* [Формулировка задания 1]
Что, согласно дневниковой записи, раскидал поднявшийся к вечеру сильный ветер?
* [Формулировка задания 2]
Обновите фрагмент дневниковой записи: начните с места, где стоят слова «Работать сегодня было», и остановитесь после слов «это называется жизнью!». Слово «жнейкой» при этом замените на «косилкой».
* [Формулировка задания 3]
Напишите продолжение дневниковой записи, следующее сразу за её последней репликой.
---------- Исходный текст ----------
13 августа

Четверг

После вчерашней работы чувствую себя ужасно: сказалась сумасшедшая гонка. Ночью проснулась и не могла согнуть руки от боли. К тому же приснился страшный сон, как будто Вера бросилась под поезд, а тетя Даша с Мишкой повесились. Проснулась в холодном поту. Вообще всю ночь грезился какой-то кошмар, и к утру встала с тяжелой головой.

Работать сегодня было особенно тяжело. С утра еще довозили остатки снопов, а потом целый день вязали снопы вслед за жнейкой и ставили их в услоны. Я целый день молилась, чтобы пошел дождь, но, по-видимому, там, где нужно, молитвы мои не были услышаны, и тучи равнодушно проплывали мимо. Вдобавок к вечеру поднялся сильный ветер и раскидал наши услоны, так что после работы пришлось еще заново подбирать снопы и устанавливать их. Пришла домой, и даже не хотелось умываться. Так и сидела некоторое время грязная и злая. А сейчас поужинали и идем спать. И это называется жизнью!

Сегодня произошел крупный спор с нашей соседкой Эрной, при воспоминании о котором у меня и теперь еще от злости ноет в левом боку. Эта по существу недалеко ушедшая от нас в своих правах батрачка завела с нами на поле разговор о России. О нашей России!

— Муж пишет, как у вас там плохо: голод, грязь и вши… И как вы там жили?

У меня нет ни сил, ни желания убеждать или доказывать ей обратное. Да и толку с этого? О чем говорить с дурой? (А в том, что она форменная, набитая дура, я убедилась за то время, пока работаем вместе.) Я просто отвечаю ей вопросом на вопрос:

— А зачем вы шли к нам, вшивым, грязным и голодным? Мы-то вас не звали!
---------- Представленные строки ----------
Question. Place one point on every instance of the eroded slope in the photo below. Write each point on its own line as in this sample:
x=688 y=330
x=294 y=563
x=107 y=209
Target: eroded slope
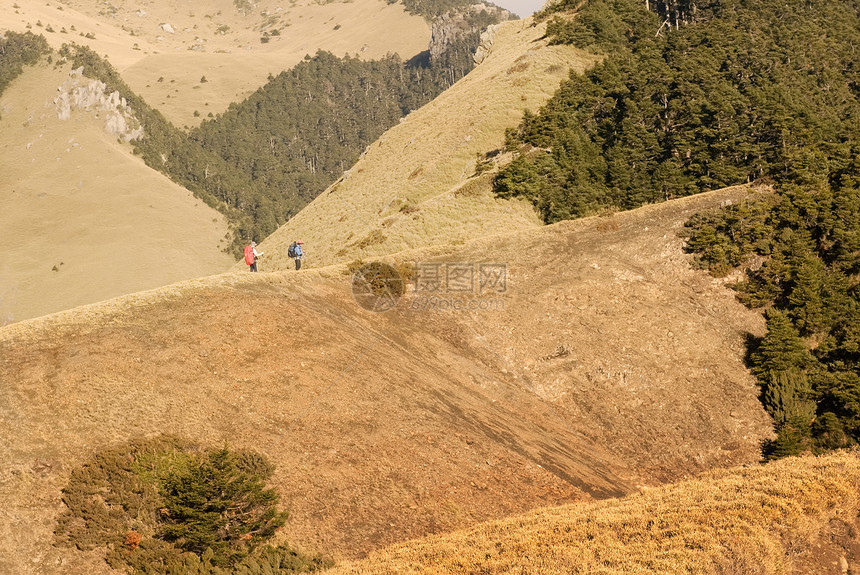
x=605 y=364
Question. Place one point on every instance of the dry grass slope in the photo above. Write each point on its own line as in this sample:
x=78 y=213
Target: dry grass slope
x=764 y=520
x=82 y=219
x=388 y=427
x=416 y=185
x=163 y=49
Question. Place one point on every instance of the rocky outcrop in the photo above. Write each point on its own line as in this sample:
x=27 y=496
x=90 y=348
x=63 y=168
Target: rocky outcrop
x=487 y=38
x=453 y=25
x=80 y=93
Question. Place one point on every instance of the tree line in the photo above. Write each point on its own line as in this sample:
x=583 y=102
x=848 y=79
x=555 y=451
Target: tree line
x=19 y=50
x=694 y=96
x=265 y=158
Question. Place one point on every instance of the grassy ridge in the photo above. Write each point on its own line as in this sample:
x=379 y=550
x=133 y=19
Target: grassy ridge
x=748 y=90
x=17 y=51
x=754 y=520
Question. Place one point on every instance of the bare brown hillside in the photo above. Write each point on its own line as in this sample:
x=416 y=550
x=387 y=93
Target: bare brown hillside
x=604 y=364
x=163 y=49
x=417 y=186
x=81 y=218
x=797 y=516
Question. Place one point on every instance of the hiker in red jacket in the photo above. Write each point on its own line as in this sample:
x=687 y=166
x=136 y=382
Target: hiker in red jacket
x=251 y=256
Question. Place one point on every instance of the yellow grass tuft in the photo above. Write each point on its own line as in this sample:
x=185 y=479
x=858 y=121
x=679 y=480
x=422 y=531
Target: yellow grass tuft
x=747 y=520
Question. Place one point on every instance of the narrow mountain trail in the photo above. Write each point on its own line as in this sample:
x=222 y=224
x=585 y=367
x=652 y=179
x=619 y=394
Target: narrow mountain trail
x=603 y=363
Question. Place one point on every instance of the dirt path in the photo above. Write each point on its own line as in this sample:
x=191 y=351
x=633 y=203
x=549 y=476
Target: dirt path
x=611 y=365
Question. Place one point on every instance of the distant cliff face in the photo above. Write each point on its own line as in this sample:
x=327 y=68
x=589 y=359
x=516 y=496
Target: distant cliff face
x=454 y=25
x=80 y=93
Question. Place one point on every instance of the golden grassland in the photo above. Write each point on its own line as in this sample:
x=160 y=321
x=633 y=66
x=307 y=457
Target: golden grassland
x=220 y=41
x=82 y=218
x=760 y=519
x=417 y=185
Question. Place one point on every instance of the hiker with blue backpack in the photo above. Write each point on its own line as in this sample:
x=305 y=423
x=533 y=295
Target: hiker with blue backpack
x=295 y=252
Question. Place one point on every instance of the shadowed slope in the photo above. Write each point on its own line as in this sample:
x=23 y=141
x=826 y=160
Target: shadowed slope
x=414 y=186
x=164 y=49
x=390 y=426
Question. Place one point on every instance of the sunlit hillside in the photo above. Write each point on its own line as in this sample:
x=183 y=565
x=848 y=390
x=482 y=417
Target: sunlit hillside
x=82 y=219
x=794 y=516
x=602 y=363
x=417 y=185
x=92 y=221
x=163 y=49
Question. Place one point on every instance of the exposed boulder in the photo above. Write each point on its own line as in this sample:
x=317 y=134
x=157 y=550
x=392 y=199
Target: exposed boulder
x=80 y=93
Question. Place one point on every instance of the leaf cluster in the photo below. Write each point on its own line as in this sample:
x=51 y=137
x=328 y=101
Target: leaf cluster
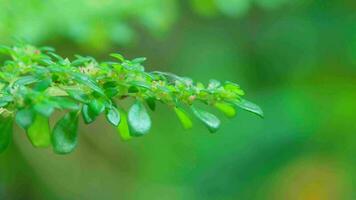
----------
* [Ответ 1]
Ветер раскидал услоны.

* [Ответ 2]
Работать сегодня было особенно тяжело. С утра еще довозили остатки снопов, а потом целый день вязали снопы вслед за косилкой и ставили их в услоны. Я целый день молилась, чтобы пошел дождь, но, по-видимому, там, где нужно, молитвы мои не были услышаны, и тучи равнодушно проплывали мимо. Вдобавок к вечеру поднялся сильный ветер и раскидал наши услоны, так что после работы пришлось еще заново подбирать снопы и устанавливать их. Пришла домой, и даже не хотелось умываться. Так и сидела некоторое время грязная и злая. А сейчас поужинали и идем спать. И это называется жизнью!

* [Ответ 3]
«О-о, — Эрна великодушно поднимает палец, — мы хотели вам, русским, помочь — освободить вас от большевиков. А кроме того, фюрер обещает каждому своему солдату хорошую жизнь после захвата России!»

Мы уже сильно заинтригованы и возбуждены этим разговором, и я спрашиваю:

— Скажите, а чего ждете вы? Вот ваш муж и лично вы — что вы ждете от этой войны, если Германия победит, конечно?

И она отвечает очень просто и очень спокойно, как нечто давно уже решенное: «О-о, мы много не хотим! Всего лишь несколько моргов [Морг — единица измерения, наподобие русской «сотки» (нем.).] земли где-нибудь на Украине да парочку рабочих».

Нет, это уж слишком! На некоторое время мы все теряем дар речи от такой наглости. Наконец Лешка вытягивает перед ее носом огромный кукиш и выразительно подмигивает: «А этого не желаете?»

К тому времени и я наконец прихожу в себя и охотно обещаю Эрне, что два метра земли ее муж как-нибудь получит в России, даже обязательно получит, в этом она наверняка может не сомневаться.

Ух как она на меня посмотрела!

Больше работать с нами она не пожелала и ушла на другую половину поля, куда вскоре заявилась и Линда. По-видимому, они злословили там о нас много, потому что вечером, подходя к дому, Линда придержала меня за локоть и, сделав на лице дружескую гримасу, посоветовала «меньше говорить о политике», а то «эти разговоры могут привести к концлагерю». Не понимаю, что случилось с нашей «хвостдейтч» [Искаженное от «фольксдейтч».], откуда у нее появились дружеские чувства к нам, «восточникам»? Но во всяком случае, совет ее не такой уж бесполезный. И в самом деле, что с ними говорить? Ведь от этого ничего не изменится. Нет, однако, какие хамы, а?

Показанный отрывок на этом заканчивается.